[Extracted records]
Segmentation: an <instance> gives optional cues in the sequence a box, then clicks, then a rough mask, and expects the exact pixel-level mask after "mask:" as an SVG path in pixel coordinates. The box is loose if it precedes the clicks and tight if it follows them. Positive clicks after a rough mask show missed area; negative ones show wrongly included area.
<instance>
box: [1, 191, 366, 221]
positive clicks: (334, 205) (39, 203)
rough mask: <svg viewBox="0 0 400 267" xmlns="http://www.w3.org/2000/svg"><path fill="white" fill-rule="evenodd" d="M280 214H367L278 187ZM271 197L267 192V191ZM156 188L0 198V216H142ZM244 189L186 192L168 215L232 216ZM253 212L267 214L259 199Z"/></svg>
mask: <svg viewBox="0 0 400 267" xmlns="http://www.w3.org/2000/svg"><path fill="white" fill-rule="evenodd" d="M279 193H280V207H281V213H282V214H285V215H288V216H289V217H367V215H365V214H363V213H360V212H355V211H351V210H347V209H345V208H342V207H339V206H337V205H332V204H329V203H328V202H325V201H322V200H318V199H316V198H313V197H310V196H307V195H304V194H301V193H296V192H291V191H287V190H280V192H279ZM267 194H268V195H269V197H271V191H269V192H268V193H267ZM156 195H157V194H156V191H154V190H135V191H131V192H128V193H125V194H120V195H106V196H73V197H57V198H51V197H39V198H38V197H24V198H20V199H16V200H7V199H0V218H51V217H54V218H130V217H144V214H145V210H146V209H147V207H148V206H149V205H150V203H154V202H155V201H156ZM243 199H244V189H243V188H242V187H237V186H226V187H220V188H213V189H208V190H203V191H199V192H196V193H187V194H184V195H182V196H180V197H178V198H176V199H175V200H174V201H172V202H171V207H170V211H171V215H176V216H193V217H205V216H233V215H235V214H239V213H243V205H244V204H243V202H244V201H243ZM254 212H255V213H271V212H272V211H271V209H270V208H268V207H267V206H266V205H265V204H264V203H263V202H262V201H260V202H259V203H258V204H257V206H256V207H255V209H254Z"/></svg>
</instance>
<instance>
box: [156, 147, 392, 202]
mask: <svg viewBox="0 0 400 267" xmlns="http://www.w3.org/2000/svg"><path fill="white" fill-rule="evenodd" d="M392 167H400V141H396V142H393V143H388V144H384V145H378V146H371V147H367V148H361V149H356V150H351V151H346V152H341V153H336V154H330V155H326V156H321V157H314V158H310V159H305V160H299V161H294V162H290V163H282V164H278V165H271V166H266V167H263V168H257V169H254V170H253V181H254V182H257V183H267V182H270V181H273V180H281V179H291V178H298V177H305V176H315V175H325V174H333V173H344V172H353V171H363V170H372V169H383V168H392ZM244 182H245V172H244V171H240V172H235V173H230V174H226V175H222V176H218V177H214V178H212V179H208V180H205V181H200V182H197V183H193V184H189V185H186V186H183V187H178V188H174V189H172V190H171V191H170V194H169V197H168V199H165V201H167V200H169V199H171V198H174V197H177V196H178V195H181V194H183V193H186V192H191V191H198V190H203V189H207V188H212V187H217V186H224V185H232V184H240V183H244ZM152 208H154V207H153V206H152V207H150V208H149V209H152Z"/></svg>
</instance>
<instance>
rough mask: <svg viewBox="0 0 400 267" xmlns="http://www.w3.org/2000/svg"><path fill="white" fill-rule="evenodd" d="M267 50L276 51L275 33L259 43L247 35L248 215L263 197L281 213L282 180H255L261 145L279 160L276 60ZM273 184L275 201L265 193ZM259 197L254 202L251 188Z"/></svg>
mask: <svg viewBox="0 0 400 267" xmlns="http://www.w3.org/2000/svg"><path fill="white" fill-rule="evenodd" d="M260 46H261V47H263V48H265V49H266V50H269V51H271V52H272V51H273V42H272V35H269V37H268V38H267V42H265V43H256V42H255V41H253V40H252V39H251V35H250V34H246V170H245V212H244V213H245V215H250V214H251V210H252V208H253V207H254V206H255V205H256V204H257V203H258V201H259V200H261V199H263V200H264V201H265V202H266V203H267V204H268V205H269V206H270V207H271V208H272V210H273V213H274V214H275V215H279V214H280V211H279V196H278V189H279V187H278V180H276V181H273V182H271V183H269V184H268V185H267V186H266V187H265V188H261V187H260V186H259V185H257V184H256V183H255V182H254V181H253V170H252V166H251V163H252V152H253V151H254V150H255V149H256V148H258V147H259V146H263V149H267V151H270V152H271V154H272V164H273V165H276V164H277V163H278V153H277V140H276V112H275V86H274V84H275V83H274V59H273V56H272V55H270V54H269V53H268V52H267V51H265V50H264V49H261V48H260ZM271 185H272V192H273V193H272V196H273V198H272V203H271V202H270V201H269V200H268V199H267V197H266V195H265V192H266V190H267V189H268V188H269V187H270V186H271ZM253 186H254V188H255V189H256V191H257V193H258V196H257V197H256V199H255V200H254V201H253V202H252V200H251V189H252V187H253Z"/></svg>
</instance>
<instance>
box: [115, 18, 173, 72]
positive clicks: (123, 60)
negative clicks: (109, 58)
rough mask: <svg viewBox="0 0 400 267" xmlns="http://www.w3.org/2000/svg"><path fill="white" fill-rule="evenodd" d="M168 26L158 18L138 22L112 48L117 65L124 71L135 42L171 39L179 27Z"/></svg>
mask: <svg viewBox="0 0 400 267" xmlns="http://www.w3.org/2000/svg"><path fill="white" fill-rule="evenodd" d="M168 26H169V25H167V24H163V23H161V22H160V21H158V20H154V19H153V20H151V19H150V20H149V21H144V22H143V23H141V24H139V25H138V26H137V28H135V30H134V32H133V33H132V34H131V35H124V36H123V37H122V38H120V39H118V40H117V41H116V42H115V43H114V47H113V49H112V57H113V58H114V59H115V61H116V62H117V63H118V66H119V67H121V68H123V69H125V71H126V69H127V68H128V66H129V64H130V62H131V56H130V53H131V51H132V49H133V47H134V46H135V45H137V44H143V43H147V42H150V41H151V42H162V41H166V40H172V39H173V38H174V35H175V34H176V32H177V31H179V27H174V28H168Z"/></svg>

▶ [Task item] Quote each line of the data above exactly as written.

▶ [Answer space]
Segmentation: an <instance> gives optional cues in the sequence a box, then clicks, then a rough mask, and expects the exact pixel-level mask after "mask:" as an SVG path in pixel coordinates. The box is loose if it precedes the clicks and tight if it follows them. Positive clicks after a rough mask show missed area; negative ones show wrongly included area.
<instance>
box: [1, 191, 366, 221]
positive clicks: (334, 205) (39, 203)
rough mask: <svg viewBox="0 0 400 267" xmlns="http://www.w3.org/2000/svg"><path fill="white" fill-rule="evenodd" d="M280 214H367L278 187ZM271 197L267 192V191ZM156 188L0 198V216H142ZM244 189L186 192L168 215L232 216ZM253 212L267 214L259 199Z"/></svg>
mask: <svg viewBox="0 0 400 267" xmlns="http://www.w3.org/2000/svg"><path fill="white" fill-rule="evenodd" d="M279 193H280V207H281V213H282V214H285V215H288V216H289V217H367V215H365V214H363V213H360V212H355V211H351V210H347V209H345V208H342V207H339V206H337V205H332V204H329V203H328V202H325V201H322V200H318V199H316V198H313V197H310V196H307V195H304V194H301V193H296V192H291V191H287V190H280V192H279ZM267 194H268V195H269V197H271V191H269V192H268V193H267ZM156 195H157V194H156V191H154V190H135V191H131V192H128V193H125V194H120V195H106V196H73V197H57V198H51V197H39V198H38V197H24V198H20V199H16V200H7V199H0V218H51V217H54V218H130V217H144V214H145V210H146V209H147V207H148V206H149V205H150V203H154V202H155V201H156ZM243 199H244V189H243V188H242V187H237V186H226V187H220V188H213V189H208V190H203V191H199V192H196V193H187V194H184V195H182V196H180V197H178V198H176V199H175V200H174V201H172V202H171V207H170V211H171V215H176V216H193V217H205V216H233V215H235V214H239V213H243V205H244V204H243V202H244V201H243ZM254 212H255V213H271V212H272V211H271V209H270V208H268V207H267V206H266V205H265V204H264V203H263V202H262V201H260V202H259V203H258V204H257V206H256V207H255V209H254Z"/></svg>
</instance>
<instance>
box: [156, 147, 392, 202]
mask: <svg viewBox="0 0 400 267" xmlns="http://www.w3.org/2000/svg"><path fill="white" fill-rule="evenodd" d="M392 167H400V141H396V142H393V143H388V144H384V145H378V146H371V147H367V148H361V149H356V150H351V151H346V152H341V153H336V154H330V155H326V156H321V157H314V158H310V159H305V160H299V161H294V162H290V163H282V164H278V165H271V166H266V167H263V168H257V169H254V170H253V181H254V182H257V183H267V182H270V181H273V180H281V179H291V178H298V177H305V176H315V175H325V174H333V173H344V172H353V171H363V170H372V169H383V168H392ZM244 182H245V172H244V171H240V172H235V173H230V174H226V175H222V176H218V177H214V178H212V179H208V180H205V181H200V182H197V183H193V184H189V185H186V186H183V187H178V188H174V189H172V190H171V191H170V194H169V197H168V199H165V201H167V200H169V199H171V198H174V197H177V196H178V195H181V194H183V193H186V192H191V191H198V190H203V189H207V188H212V187H217V186H224V185H232V184H240V183H244ZM152 208H154V207H153V206H152V207H150V208H149V209H152Z"/></svg>
</instance>
<instance>
rough mask: <svg viewBox="0 0 400 267" xmlns="http://www.w3.org/2000/svg"><path fill="white" fill-rule="evenodd" d="M267 50L276 51L275 33L259 43L247 35L248 215L263 197L281 213L282 180H255L261 145L279 160L276 60ZM273 184L275 201L265 193ZM259 197L254 202L251 188Z"/></svg>
mask: <svg viewBox="0 0 400 267" xmlns="http://www.w3.org/2000/svg"><path fill="white" fill-rule="evenodd" d="M260 46H261V47H263V48H265V49H266V50H269V51H271V52H272V51H273V42H272V35H269V37H268V38H267V42H265V43H256V42H255V41H253V40H252V39H251V35H250V34H246V170H245V212H244V213H245V215H250V214H251V210H252V208H253V207H254V206H255V205H256V204H257V203H258V201H259V200H261V199H263V200H264V201H265V202H266V203H267V204H268V205H269V206H270V207H271V208H272V210H273V213H274V214H275V215H279V214H280V211H279V196H278V189H279V187H278V180H276V181H273V182H271V183H269V184H268V185H267V186H266V187H265V188H261V187H260V186H259V185H257V184H256V183H255V182H254V181H253V170H252V166H251V163H252V152H253V151H254V150H255V149H256V148H258V147H259V146H263V149H267V151H270V152H271V154H272V164H273V165H276V164H277V163H278V153H277V140H276V112H275V86H274V84H275V83H274V59H273V56H272V55H270V54H269V53H268V52H267V51H265V50H264V49H261V48H260ZM271 185H272V192H273V193H272V196H273V198H272V203H271V202H270V201H269V200H268V199H267V197H266V195H265V192H266V190H267V189H268V188H269V187H270V186H271ZM253 186H254V188H255V189H256V191H257V193H258V196H257V197H256V199H255V200H254V201H253V202H252V200H251V189H252V187H253Z"/></svg>
</instance>
<instance>
box: [115, 18, 173, 72]
positive clicks: (123, 60)
negative clicks: (109, 58)
rough mask: <svg viewBox="0 0 400 267" xmlns="http://www.w3.org/2000/svg"><path fill="white" fill-rule="evenodd" d="M168 26L158 18L138 22L112 48L117 65L124 71L135 42L171 39L179 27Z"/></svg>
mask: <svg viewBox="0 0 400 267" xmlns="http://www.w3.org/2000/svg"><path fill="white" fill-rule="evenodd" d="M168 26H169V25H167V24H163V23H161V22H160V21H158V20H154V19H153V20H151V19H150V20H149V21H144V22H143V23H141V24H139V25H138V26H137V28H135V30H134V32H133V33H132V34H131V35H124V36H123V37H122V38H120V39H118V40H117V41H116V42H115V43H114V47H113V49H112V57H113V58H114V59H115V61H116V62H117V63H118V66H119V67H121V68H123V69H125V71H126V69H127V68H128V66H129V64H130V62H131V56H130V53H131V51H132V49H133V47H134V46H135V45H137V44H143V43H147V42H150V41H151V42H162V41H166V40H172V39H173V38H174V35H175V34H176V32H177V31H179V27H174V28H168Z"/></svg>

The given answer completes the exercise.